WHAT TO WORK ON: Copy the data exactly. No line may be skipped.

PROVIDED DATA:
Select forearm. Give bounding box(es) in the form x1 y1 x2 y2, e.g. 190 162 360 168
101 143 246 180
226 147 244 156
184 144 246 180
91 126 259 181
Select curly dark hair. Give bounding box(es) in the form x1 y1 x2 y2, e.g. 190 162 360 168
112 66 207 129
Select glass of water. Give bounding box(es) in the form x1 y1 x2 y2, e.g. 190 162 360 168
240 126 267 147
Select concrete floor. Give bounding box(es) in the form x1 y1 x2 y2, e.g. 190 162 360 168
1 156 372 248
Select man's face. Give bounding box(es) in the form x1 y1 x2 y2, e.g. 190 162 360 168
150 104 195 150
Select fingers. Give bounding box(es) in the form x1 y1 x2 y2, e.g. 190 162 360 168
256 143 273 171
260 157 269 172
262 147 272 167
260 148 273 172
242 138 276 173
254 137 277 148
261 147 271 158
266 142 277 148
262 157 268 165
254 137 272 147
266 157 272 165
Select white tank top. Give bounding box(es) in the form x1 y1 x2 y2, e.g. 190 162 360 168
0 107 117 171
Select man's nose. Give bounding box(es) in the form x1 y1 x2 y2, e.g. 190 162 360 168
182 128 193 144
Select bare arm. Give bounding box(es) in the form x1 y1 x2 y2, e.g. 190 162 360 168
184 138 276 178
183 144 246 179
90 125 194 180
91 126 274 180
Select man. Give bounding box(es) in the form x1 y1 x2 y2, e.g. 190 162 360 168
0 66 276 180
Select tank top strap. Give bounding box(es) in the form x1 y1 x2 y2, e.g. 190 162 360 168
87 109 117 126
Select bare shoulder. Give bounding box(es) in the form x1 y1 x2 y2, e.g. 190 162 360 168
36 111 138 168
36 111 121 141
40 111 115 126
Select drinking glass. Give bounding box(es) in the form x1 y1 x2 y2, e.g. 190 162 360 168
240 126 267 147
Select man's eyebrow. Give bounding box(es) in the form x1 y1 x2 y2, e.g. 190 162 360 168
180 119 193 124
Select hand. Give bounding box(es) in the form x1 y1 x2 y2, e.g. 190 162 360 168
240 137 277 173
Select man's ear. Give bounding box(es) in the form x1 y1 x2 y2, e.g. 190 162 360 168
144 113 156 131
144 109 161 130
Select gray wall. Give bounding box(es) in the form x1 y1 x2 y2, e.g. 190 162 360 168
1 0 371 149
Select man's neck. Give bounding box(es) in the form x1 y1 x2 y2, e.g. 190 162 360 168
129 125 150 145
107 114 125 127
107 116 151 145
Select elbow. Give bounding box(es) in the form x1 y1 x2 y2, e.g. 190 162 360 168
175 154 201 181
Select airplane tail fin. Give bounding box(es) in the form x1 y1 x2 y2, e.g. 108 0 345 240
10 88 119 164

EXPECTED OUTPUT:
Select forearm. Give bounding box(es) in the form x1 y1 x2 y2, e.g. 190 162 360 168
101 143 246 180
226 147 244 156
184 144 246 180
91 126 259 181
Select curly dark hair. Give bounding box(es) in the form x1 y1 x2 y2, e.g. 190 162 360 168
112 66 207 129
Select glass of water. Give bounding box(es) in the form x1 y1 x2 y2, e.g. 190 162 360 168
240 126 267 147
Select concrete floor. Give bounding box(es) in the form x1 y1 x2 y2, e.g. 190 162 360 168
1 156 372 248
Select man's face. Give bounding box(es) in the form x1 y1 x2 y2, e.g. 190 162 360 168
150 104 195 150
Select fingers. Give bounding box(es) in the form x1 y1 x2 y2, e.g. 190 162 360 168
256 143 273 171
260 157 269 172
262 147 272 167
260 148 273 172
242 138 276 173
254 137 277 148
261 147 271 158
266 142 277 148
262 157 268 165
254 137 272 147
266 157 272 165
Select white tank top. Give bounding box(es) in the form x1 y1 x2 y2, e.g. 190 162 360 168
0 107 117 171
Select man's nose. Give bounding box(es) in the form x1 y1 x2 y2, e.g. 190 162 360 168
182 128 193 144
Select bare arm. Give bounding box(es) in the form x1 y1 x2 y2, e.g. 190 162 360 168
184 138 276 178
183 144 246 179
90 125 194 180
91 126 274 180
Select man. Give bounding box(es) in the form x1 y1 x2 y2, e.g. 190 162 360 168
0 66 276 180
Select tank top strap. Give bounding box(es) in the form x1 y1 x2 y2, e.g. 190 162 360 168
87 109 117 126
Select bare shoulder. Give bounding box(es) in the form x1 y1 x2 y2, e.g. 190 162 360 168
36 111 138 168
36 111 121 141
40 111 115 126
Select drinking glass. Give bounding box(es) in the form x1 y1 x2 y2, e.g. 190 162 360 168
240 126 267 147
Select man's eyebrow. Give bounding box(es) in the form x1 y1 x2 y2, e.g. 190 162 360 168
180 119 193 124
Select hand. Give bounding box(es) in the form x1 y1 x2 y2, e.g. 190 162 360 168
240 137 277 173
Select man's ear. Give bounding box(es) in the form x1 y1 x2 y2, e.g. 190 162 360 168
144 113 156 131
144 109 161 130
Select gray wall. Give bounding box(es) in the form x1 y1 x2 y2, e.g. 190 162 360 168
1 0 371 149
Select man's neck. Give bounding box(es) in the form x1 y1 x2 y2, e.g. 190 162 360 168
129 125 150 145
107 114 125 127
107 116 151 145
Select elbow. Give bounding box(es) in the form x1 y1 x2 y2, e.g. 190 162 360 168
175 154 201 181
Select airplane tail fin. Give bounding box(es) in the form x1 y1 x2 y2, e.g. 108 0 345 240
10 88 119 164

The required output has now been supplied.